§ GIVEN PROBLEM
An exact copy of every record is needed.

>> begin DATASET RECORDS

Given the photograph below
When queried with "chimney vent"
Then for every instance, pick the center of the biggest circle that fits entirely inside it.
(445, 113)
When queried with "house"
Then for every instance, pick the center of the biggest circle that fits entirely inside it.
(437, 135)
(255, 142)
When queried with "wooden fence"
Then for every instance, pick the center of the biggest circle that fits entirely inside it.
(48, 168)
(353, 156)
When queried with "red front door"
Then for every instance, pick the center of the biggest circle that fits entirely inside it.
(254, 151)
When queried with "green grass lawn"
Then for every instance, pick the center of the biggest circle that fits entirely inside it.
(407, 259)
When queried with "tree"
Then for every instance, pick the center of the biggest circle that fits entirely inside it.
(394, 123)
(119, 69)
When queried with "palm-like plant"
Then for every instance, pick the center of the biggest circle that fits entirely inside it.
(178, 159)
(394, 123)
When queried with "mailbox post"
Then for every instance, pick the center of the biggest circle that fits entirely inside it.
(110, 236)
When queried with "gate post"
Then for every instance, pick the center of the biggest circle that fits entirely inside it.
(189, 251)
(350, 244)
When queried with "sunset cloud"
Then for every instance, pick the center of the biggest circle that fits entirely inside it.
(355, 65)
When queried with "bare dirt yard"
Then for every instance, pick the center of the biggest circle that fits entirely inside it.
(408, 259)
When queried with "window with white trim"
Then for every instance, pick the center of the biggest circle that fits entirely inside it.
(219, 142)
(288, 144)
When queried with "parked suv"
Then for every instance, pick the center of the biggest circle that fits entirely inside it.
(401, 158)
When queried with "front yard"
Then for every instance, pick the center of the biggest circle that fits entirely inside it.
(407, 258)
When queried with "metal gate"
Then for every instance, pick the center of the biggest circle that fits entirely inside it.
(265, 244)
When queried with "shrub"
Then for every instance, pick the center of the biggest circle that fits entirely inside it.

>> end DATASET RECORDS

§ CORRECT ANSWER
Given the photograph below
When queried with "chimney vent"
Then for every instance, pick the center of the biggest circle that fits entirely inside it.
(445, 113)
When queried with "house"
Then for every instance, pick the center of the biggest circle that fits entirely inside it.
(437, 135)
(255, 142)
When queried with "wooden fence"
Then for every instance, pick the center of the biggest circle that fits entirely inside it.
(48, 168)
(353, 156)
When queried with "red front door"
Then for every instance, pick the center of the biggest circle that fits entirely inside it.
(254, 151)
When queried with "green grass lawn"
Then for every instance, pick the center of the biggest circle that fits entirely inside it.
(407, 259)
When queried with "tree"
Then for every instance, pick the center of the biggest circle that fits entirely inside it.
(394, 123)
(119, 69)
When queried with "palm-like plant"
Then for every instance, pick the center of the biggest circle that fits entirely inside it.
(178, 159)
(394, 123)
When queried with "mailbox post"
Then for every instance, pick the center of the biggest circle that fits entirely inside it.
(110, 236)
When queried with "gate post"
Then for every instance, pick the center of the biggest circle that fits entirely inside it.
(189, 251)
(350, 244)
When queried with "sunset cloud"
Then for every instance, pick the center of the biggest circle that fits entirely inside it.
(355, 65)
When queried with "bare dirt yard"
Then for every instance, pick the center of the biggest circle that fits entirely inside it.
(408, 259)
When queried with "window with white trim"
Then for every instance, pick the center of the biggest circle that fits entirely inside it.
(219, 142)
(288, 144)
When queried with "parked suv"
Then for every instance, pick the center of the biggest circle that fits entirely inside it.
(401, 158)
When queried with "front yard"
Then for every instance, pick the center of the biggest circle that fits entirely inside it.
(407, 258)
When queried with "metal gate"
Then for every instance, pick the center of the biggest circle that fits entirely inside it.
(265, 244)
When queried with "shrub"
Then for every instance, pick the center of the biggest circle that fits entirely inside it.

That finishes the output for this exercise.